Texte à lire:

En décembre 2013, M. [H] s'est acquitté des sommes dues au titre des crédits-vendeurs à hauteur de 100 000 euros.

Le 18 décembre 2013, M. [K] a créé une société holding AZSCT, qui a débuté son activité le 20 décembre 2013, et à laquelle lui-même et son épouse ont chacun apporté cent parts sociales détenues au capital social de la SARL MR Ouest.

Suivant rapports du commissaire aux comptes, les parts sociales des époux [K] ont été évaluées à 7 000 euros la part.

Le 23 décembre 2013, M. [H] a apporté à la société holding Erminig, qu'il venait de créer et dont il est gérant et unique associé, l'intégralité des cent parts sociales qu'il détenait au capital de la SARL MR Ouest.

Ces apports de parts sociales avaient été autorisés suivant procès-verbal d'assemblée générale extraordinaire de la société MR Ouest du 29 novembre 2013.

Ainsi, en décembre 2013, le capital social de la SARL MR Ouest se répartissait ainsi : deux cents parts sociales pour la société AZSCT, cent parts sociales pour la société Erminig, cent parts sociales pour M. [K] et cent parts sociales pour Mme [K].

Des discussions ont eu lieu entre associés en vue de la cession de cent parts sociales supplémentaires de la SARL MR Ouest à la société holding Erminig mais n'ont pas alors abouties.

M. et Mme [K] ont connu respectivement des problèmes de santé cardiaque et dépressif, et dépressif.

Le 12 février 2014, M. [H] a été convoqué par la gendarmerie, dans le cadre d'une enquête préliminaire pour infraction au code de l'environnement, dont dépôt illégal de déchets dangereux par producteur détenteur de déchets. Il a alors fait l'objet d'une garde à vue.

Par lettre du 18 février 2014, [H] a donné sa démission de sa fonction de co-gérant de la société et a mis concomitamment fin à son contrat de travail, avec un préavis de 3 mois.

Mais par décision de l'assemblée générale ordinaire des associés de la SARL MR Ouest du 16 mai 2014, M. [H] a, de nouveau, été nommé gérant de la société. Sa rémunération de gérant a été portée à 15.000 euros par mois par décision de M. [K].

En mars 2014, Mme [M] [N], qui était la compagne de M. [H], a été promue à un poste supérieur et a bénéficié d'une augmentation de salaire.

Consignes:
• a. Relevez, dans l'ordre où elles apparaissent dans l'extrait sur la SARL MR Ouest, toutes les dates qui indiquent le jour, le mois et l'année.
• b. Recopiez sans rien changer le passage de l'extrait sur la SARL MR Ouest qui commence par les mots contenant « Par lettre du » et se termine par « préavis de 3 mois. ».
Répondez uniquement à partir de l'extrait sur la SARL MR Ouest.

Jeu de données:
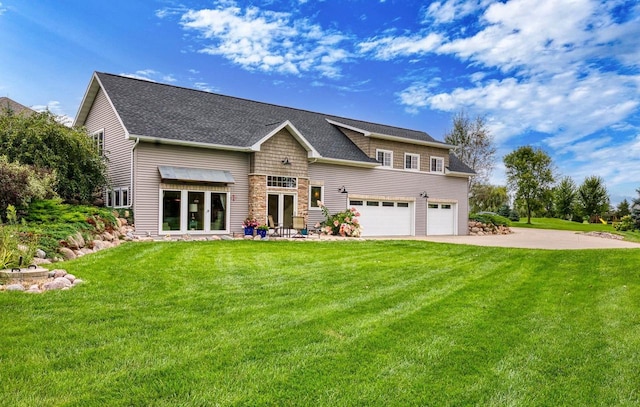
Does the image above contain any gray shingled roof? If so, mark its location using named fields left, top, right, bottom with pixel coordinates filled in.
left=96, top=72, right=472, bottom=172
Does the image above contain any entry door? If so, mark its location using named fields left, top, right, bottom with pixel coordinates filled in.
left=268, top=194, right=295, bottom=229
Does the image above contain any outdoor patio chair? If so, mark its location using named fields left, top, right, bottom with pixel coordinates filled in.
left=267, top=215, right=282, bottom=237
left=292, top=216, right=307, bottom=237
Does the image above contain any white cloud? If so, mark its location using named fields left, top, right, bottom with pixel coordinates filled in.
left=31, top=100, right=73, bottom=127
left=358, top=33, right=442, bottom=60
left=181, top=2, right=350, bottom=78
left=425, top=0, right=489, bottom=24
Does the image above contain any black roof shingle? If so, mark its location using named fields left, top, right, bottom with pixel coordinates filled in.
left=90, top=72, right=472, bottom=174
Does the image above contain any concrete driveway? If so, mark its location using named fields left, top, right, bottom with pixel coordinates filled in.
left=420, top=228, right=640, bottom=250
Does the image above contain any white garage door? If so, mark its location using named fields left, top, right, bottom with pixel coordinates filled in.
left=427, top=202, right=457, bottom=236
left=349, top=199, right=413, bottom=236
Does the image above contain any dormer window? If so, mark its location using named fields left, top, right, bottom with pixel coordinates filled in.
left=376, top=150, right=393, bottom=168
left=91, top=130, right=104, bottom=156
left=431, top=157, right=444, bottom=174
left=404, top=153, right=420, bottom=171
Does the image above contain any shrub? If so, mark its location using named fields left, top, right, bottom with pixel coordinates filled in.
left=0, top=225, right=37, bottom=269
left=316, top=201, right=362, bottom=237
left=613, top=215, right=636, bottom=232
left=0, top=156, right=55, bottom=220
left=469, top=212, right=511, bottom=226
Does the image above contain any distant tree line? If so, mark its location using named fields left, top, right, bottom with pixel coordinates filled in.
left=0, top=108, right=107, bottom=220
left=445, top=112, right=640, bottom=230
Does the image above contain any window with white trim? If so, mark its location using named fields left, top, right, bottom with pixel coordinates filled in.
left=431, top=157, right=444, bottom=173
left=267, top=175, right=298, bottom=188
left=107, top=187, right=129, bottom=208
left=404, top=153, right=420, bottom=171
left=376, top=150, right=393, bottom=168
left=91, top=130, right=104, bottom=156
left=309, top=185, right=324, bottom=209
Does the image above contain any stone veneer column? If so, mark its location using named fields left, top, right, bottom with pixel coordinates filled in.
left=247, top=175, right=267, bottom=225
left=297, top=178, right=309, bottom=224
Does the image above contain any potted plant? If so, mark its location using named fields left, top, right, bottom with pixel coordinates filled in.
left=256, top=225, right=269, bottom=239
left=242, top=218, right=258, bottom=236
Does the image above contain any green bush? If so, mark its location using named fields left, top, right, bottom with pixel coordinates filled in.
left=0, top=155, right=55, bottom=220
left=24, top=199, right=117, bottom=255
left=613, top=215, right=636, bottom=232
left=469, top=212, right=511, bottom=226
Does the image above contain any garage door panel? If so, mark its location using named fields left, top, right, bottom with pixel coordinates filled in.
left=351, top=200, right=413, bottom=236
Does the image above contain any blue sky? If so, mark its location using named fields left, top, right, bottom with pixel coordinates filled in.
left=0, top=0, right=640, bottom=204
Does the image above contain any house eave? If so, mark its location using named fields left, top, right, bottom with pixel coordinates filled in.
left=326, top=119, right=455, bottom=150
left=251, top=120, right=321, bottom=158
left=311, top=157, right=380, bottom=168
left=126, top=134, right=255, bottom=153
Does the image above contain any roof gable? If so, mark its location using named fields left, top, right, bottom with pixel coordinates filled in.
left=76, top=72, right=451, bottom=164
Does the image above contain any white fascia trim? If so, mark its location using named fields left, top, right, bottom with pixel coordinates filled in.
left=73, top=72, right=129, bottom=139
left=72, top=72, right=101, bottom=127
left=325, top=119, right=455, bottom=150
left=444, top=168, right=475, bottom=178
left=126, top=133, right=252, bottom=153
left=312, top=157, right=380, bottom=168
left=251, top=120, right=321, bottom=158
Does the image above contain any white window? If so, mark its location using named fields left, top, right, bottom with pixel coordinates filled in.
left=107, top=187, right=129, bottom=208
left=159, top=189, right=230, bottom=233
left=404, top=153, right=420, bottom=171
left=376, top=150, right=393, bottom=168
left=91, top=130, right=104, bottom=155
left=267, top=175, right=298, bottom=188
left=431, top=157, right=444, bottom=173
left=309, top=185, right=324, bottom=209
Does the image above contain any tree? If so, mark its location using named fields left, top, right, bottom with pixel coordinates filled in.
left=0, top=112, right=107, bottom=202
left=504, top=146, right=553, bottom=224
left=553, top=177, right=577, bottom=220
left=444, top=111, right=496, bottom=187
left=469, top=184, right=509, bottom=212
left=631, top=188, right=640, bottom=229
left=577, top=175, right=609, bottom=222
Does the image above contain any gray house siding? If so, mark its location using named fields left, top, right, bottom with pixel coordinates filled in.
left=133, top=142, right=249, bottom=236
left=308, top=164, right=469, bottom=236
left=85, top=89, right=133, bottom=203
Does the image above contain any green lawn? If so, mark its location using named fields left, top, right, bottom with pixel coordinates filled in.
left=512, top=217, right=640, bottom=242
left=0, top=241, right=640, bottom=407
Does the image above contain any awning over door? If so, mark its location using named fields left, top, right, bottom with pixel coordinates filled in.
left=158, top=165, right=236, bottom=184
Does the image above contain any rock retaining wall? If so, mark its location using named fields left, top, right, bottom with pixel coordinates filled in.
left=469, top=220, right=512, bottom=236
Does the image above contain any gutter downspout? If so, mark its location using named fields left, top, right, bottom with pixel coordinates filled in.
left=127, top=138, right=140, bottom=209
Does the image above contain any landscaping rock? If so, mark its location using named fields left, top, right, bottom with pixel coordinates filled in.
left=53, top=277, right=73, bottom=288
left=42, top=278, right=69, bottom=291
left=58, top=247, right=76, bottom=260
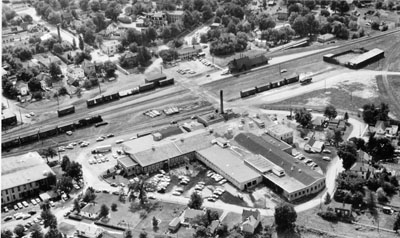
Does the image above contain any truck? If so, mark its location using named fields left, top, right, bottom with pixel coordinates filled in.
left=92, top=145, right=111, bottom=154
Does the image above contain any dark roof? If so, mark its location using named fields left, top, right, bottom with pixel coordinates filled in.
left=235, top=133, right=323, bottom=186
left=242, top=209, right=260, bottom=221
left=157, top=126, right=182, bottom=138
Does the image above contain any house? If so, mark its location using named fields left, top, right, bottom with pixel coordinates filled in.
left=80, top=203, right=100, bottom=220
left=177, top=45, right=202, bottom=60
left=168, top=217, right=181, bottom=232
left=241, top=209, right=261, bottom=234
left=335, top=203, right=352, bottom=217
left=228, top=54, right=268, bottom=72
left=317, top=33, right=335, bottom=43
left=181, top=208, right=205, bottom=225
left=100, top=40, right=120, bottom=56
left=304, top=138, right=325, bottom=153
left=166, top=10, right=184, bottom=23
left=81, top=59, right=96, bottom=76
left=350, top=162, right=373, bottom=179
left=75, top=222, right=104, bottom=238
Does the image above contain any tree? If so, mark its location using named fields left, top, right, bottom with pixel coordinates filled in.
left=325, top=192, right=332, bottom=205
left=152, top=217, right=160, bottom=231
left=40, top=210, right=57, bottom=229
left=393, top=213, right=400, bottom=231
left=338, top=142, right=357, bottom=170
left=14, top=224, right=24, bottom=237
left=99, top=204, right=110, bottom=217
left=79, top=0, right=89, bottom=12
left=104, top=61, right=117, bottom=77
left=44, top=228, right=63, bottom=238
left=82, top=187, right=96, bottom=203
left=66, top=161, right=82, bottom=179
left=49, top=62, right=62, bottom=80
left=139, top=231, right=147, bottom=238
left=324, top=105, right=337, bottom=119
left=188, top=192, right=203, bottom=209
left=274, top=203, right=297, bottom=230
left=56, top=176, right=73, bottom=194
left=294, top=108, right=312, bottom=127
left=78, top=35, right=85, bottom=50
left=1, top=230, right=13, bottom=238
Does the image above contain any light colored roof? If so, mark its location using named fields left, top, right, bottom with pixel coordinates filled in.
left=1, top=152, right=54, bottom=190
left=267, top=123, right=293, bottom=135
left=197, top=145, right=261, bottom=183
left=349, top=48, right=384, bottom=65
left=117, top=156, right=137, bottom=168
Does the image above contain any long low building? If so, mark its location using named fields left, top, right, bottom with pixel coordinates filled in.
left=347, top=49, right=385, bottom=69
left=235, top=133, right=325, bottom=201
left=196, top=145, right=262, bottom=190
left=1, top=152, right=54, bottom=205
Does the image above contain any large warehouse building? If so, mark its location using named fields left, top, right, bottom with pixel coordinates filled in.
left=1, top=152, right=54, bottom=205
left=235, top=133, right=325, bottom=201
left=347, top=49, right=385, bottom=69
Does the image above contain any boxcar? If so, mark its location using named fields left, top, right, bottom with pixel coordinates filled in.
left=57, top=105, right=75, bottom=117
left=240, top=87, right=257, bottom=98
left=139, top=83, right=155, bottom=92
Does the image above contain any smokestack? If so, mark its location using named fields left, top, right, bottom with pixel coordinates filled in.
left=219, top=90, right=224, bottom=114
left=57, top=24, right=61, bottom=42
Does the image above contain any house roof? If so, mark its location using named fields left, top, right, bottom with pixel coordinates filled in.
left=182, top=208, right=204, bottom=219
left=242, top=209, right=260, bottom=221
left=1, top=152, right=54, bottom=190
left=235, top=133, right=324, bottom=186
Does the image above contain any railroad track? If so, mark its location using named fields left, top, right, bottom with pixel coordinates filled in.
left=2, top=89, right=189, bottom=140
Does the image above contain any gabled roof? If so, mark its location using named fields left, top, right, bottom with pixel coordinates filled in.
left=242, top=209, right=260, bottom=222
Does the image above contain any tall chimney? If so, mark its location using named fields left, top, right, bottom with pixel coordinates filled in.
left=219, top=90, right=224, bottom=114
left=57, top=24, right=61, bottom=42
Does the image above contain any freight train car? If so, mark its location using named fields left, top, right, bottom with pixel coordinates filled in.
left=139, top=83, right=155, bottom=93
left=240, top=87, right=257, bottom=98
left=57, top=105, right=75, bottom=117
left=256, top=84, right=271, bottom=93
left=159, top=78, right=174, bottom=87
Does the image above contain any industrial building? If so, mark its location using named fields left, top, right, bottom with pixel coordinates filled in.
left=196, top=145, right=262, bottom=190
left=1, top=152, right=54, bottom=205
left=235, top=133, right=325, bottom=201
left=347, top=48, right=385, bottom=69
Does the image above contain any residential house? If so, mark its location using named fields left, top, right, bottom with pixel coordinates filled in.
left=241, top=209, right=261, bottom=234
left=100, top=40, right=121, bottom=56
left=80, top=203, right=100, bottom=220
left=81, top=59, right=96, bottom=76
left=181, top=208, right=205, bottom=225
left=75, top=222, right=104, bottom=238
left=177, top=45, right=202, bottom=60
left=166, top=10, right=185, bottom=24
left=335, top=203, right=352, bottom=217
left=350, top=162, right=374, bottom=179
left=266, top=124, right=293, bottom=144
left=168, top=217, right=181, bottom=232
left=304, top=138, right=325, bottom=153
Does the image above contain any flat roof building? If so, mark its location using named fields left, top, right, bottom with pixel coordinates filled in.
left=1, top=152, right=54, bottom=204
left=235, top=133, right=325, bottom=201
left=196, top=145, right=262, bottom=190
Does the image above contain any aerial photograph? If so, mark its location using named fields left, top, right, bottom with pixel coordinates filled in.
left=0, top=0, right=400, bottom=238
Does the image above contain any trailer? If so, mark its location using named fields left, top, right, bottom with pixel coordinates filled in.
left=139, top=82, right=155, bottom=93
left=92, top=145, right=112, bottom=154
left=57, top=105, right=75, bottom=117
left=240, top=87, right=257, bottom=98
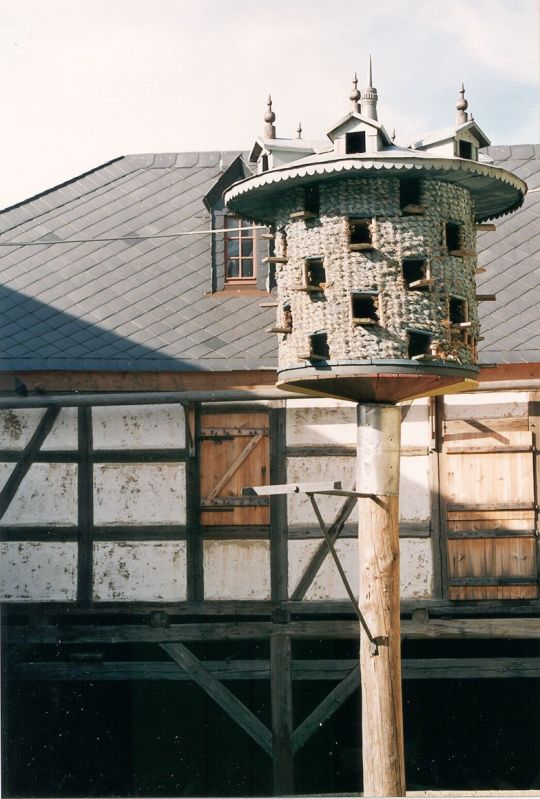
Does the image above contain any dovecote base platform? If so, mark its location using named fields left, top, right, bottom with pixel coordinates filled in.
left=277, top=360, right=479, bottom=403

Réponses:
• a. 18 décembre 2013 ; 20 décembre 2013 ; 23 décembre 2013 ; 29 novembre 2013 ; 12 février 2014 ; 18 février 2014 ; 16 mai 2014

• b.
Par lettre du 18 février 2014, [H] a donné sa démission de sa fonction de co-gérant de la société et a mis concomitamment fin à son contrat de travail, avec un préavis de 3 mois.